#### FRAGMENTO DEL TEXTO

Después de la reunión de marinos que presidió en la nave insignia, Buiza hizo un viaje para conferenciar con el general Matallana, con quien precisó los detalles de conducta a que debía ajustarse la Flota. Esta, según lo estipulado, se haría a la mar y, seguidamente, conminaría al Gobierno Negrín a rendir sus poderes a una Junta Nacional, encargada de pactar una «paz digna». Casado, en Madrid, evacuaba consultas y postulaba adhesiones para constituir el órgano de autoridad que suplantase al Gobierno. El jefe del Ejército del Centro, que da su apellido al golpe de Estado, ponía en ese trabajo clandestino el sigilo riguroso de quien no quiere comprometerse. «Cuando yo visité por primera vez al coronel Casado —ha escrito Wenceslao Carrillo— ya se encontraba en relaciones con los representantes de los partidos políticos y de las organizaciones sindicales, a los cuales había expuesto su iniciativa de destituir al Gobierno Negrín y constituir un Consejo Nacional de Defensa, en el que el elemento militar no tuviese más que una representación, a fin de que el pueblo no lo confundiera con una militarada». Esas relaciones del coronel Casado con los representantes de los partidos y sindicatos coinciden, curiosamente, con sus más solemnes muestras de adhesión a Negrín. El jefe del Gobierno y ministro de la Guerra es, en concepto de su aparente subordinado, un gobernante providencial, «el salvador de España». La obra cumplida por él es extraordinaria. Llegará un día en que toda la nación lo proclamará unánimemente, pero, entre tanto, hay que vivir en guardia contra los despechados y los descontentos. Casado asegura haber hecho abortar un complot y se muestra decidido a ser inclemente con los perturbadores; pero como esto podía no ser bastante, se creyó en el caso de ofrecer a Negrín una casa del Paseo de Ronda, magnífica por sus condiciones de seguridad, que aumentarían a favor del equipo de hombres que había personalmente elegido para montar la guardia. Este exceso de celo, contrariamente a lo que se prometía Casado, suscitó las sospechas de Negrín, quien se puso a observar al coronel.

########

_EJERCICIOS POR RESOLVER_.
(a) En el fragmento sobre el golpe de Casado, ¿qué ofreció Casado a Negrín para su seguridad?
(b) ¿Cómo seguiría el fragmento sobre el golpe de Casado? Prosigue la narración a partir de su última frase.

#### EXTRACTOS DE DATOS

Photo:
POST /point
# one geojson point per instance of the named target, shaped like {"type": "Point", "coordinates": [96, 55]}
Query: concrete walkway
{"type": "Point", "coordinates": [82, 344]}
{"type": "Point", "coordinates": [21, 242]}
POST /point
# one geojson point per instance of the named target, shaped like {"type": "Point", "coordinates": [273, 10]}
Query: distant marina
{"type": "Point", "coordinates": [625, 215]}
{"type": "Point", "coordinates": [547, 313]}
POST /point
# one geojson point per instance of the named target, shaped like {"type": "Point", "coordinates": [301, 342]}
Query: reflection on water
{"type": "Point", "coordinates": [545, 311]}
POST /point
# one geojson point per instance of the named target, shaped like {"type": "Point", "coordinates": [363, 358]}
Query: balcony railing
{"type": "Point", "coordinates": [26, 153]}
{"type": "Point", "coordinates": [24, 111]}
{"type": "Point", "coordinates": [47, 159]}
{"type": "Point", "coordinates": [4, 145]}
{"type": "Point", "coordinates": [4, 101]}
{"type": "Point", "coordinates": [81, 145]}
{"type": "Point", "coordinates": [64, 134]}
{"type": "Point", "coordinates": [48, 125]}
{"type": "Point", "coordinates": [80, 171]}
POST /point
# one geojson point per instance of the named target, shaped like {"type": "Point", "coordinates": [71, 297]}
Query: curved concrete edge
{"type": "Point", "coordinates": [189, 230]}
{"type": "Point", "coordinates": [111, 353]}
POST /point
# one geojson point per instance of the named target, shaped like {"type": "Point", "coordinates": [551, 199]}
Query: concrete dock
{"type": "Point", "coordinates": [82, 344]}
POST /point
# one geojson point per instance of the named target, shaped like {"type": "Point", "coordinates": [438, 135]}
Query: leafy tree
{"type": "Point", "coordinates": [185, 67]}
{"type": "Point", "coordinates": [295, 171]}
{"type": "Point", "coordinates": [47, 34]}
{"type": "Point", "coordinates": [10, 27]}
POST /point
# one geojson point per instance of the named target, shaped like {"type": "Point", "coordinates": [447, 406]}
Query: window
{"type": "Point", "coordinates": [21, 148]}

########
#### EXTRACTOS DE DATOS

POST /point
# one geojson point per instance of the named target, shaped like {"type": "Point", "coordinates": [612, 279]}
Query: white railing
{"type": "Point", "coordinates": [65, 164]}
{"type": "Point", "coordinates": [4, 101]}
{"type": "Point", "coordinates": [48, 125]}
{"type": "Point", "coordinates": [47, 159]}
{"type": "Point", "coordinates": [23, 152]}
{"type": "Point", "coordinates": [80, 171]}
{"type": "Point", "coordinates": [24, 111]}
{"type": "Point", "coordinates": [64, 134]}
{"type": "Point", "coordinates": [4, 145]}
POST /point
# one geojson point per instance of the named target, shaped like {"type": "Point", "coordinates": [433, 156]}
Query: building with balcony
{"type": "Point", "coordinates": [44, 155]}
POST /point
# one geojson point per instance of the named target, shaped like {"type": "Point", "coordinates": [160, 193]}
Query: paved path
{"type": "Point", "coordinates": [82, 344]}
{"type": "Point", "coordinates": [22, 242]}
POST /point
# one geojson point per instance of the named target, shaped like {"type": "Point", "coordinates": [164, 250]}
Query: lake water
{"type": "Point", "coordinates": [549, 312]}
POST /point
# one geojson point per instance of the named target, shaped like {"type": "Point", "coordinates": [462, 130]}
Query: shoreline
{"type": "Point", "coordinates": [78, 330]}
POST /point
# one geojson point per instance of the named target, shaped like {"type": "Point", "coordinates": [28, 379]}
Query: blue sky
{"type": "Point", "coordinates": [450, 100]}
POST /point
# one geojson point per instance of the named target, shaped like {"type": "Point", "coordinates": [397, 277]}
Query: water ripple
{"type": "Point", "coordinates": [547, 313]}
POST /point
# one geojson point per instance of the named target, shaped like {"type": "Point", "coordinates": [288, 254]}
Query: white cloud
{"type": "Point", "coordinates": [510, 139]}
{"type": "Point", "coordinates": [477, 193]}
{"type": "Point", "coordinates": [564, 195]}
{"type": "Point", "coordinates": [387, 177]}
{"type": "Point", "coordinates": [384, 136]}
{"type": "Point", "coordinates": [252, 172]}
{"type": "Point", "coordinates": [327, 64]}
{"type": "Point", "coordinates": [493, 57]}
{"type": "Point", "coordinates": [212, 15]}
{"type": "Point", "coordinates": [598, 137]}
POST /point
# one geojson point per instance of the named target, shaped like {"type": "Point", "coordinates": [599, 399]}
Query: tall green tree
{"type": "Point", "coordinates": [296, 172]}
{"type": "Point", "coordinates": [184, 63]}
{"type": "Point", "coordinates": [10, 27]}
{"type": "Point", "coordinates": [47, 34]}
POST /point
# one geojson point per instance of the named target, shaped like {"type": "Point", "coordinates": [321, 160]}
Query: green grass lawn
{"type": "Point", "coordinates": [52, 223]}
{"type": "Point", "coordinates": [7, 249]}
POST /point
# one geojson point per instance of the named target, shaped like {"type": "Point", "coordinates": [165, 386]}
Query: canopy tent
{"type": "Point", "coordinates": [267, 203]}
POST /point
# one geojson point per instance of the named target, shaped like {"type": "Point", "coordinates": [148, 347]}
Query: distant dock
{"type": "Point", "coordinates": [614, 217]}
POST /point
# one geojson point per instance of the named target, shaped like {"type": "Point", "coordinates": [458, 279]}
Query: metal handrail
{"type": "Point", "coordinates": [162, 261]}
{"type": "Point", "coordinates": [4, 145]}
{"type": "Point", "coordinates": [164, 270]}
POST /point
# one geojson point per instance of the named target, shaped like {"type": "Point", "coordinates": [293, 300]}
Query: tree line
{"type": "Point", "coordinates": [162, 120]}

########

_RESPUESTAS EN ORDEN_.
(a) Una casa del Paseo de Ronda, magnífica por sus condiciones de seguridad.

(b)
Las observaciones confirmaron la legitimidad del recelo y, a partir de esos momentos, Negrín pierde definitivamente su confianza en el coronel. Le interesa, por la importancia de las fuerzas del Centro que Casado maneja, apartarle de la jefatura de ellas. ¿Qué puede hacer para que la determinación no transparente su pensamiento? Una sola cosa: ascenderle y confiarle el mando del Estado Mayor Central, vacante por ausencia voluntaria de Rojo. Esto que Negrín proyecta hacer y acaba haciendo no surte, por llegar tarde, el menor efecto. Si Negrín rehúsa los ofrecimientos del coronel testimoniándole una gratitud casi efusiva, el militar le envía, por conducto de los ministros, al conocer su ascenso, las mejores palabras de subordinación. Esta escena es magnífica y confiere a Casado el título de excepcional comediante. Es el último acto, y hace culminar en él toda su destreza de actor. Casado se ha propuesto estar limpio de reproche hasta el final, en que pueda, por tener el golpe asegurado, arrojar la máscara y presentarse como sucesor del propio Negrín. Es casi milagrosa la manera de que se vale para sostener hasta el mismo día cuatro de marzo la comedia de su obediencia militar.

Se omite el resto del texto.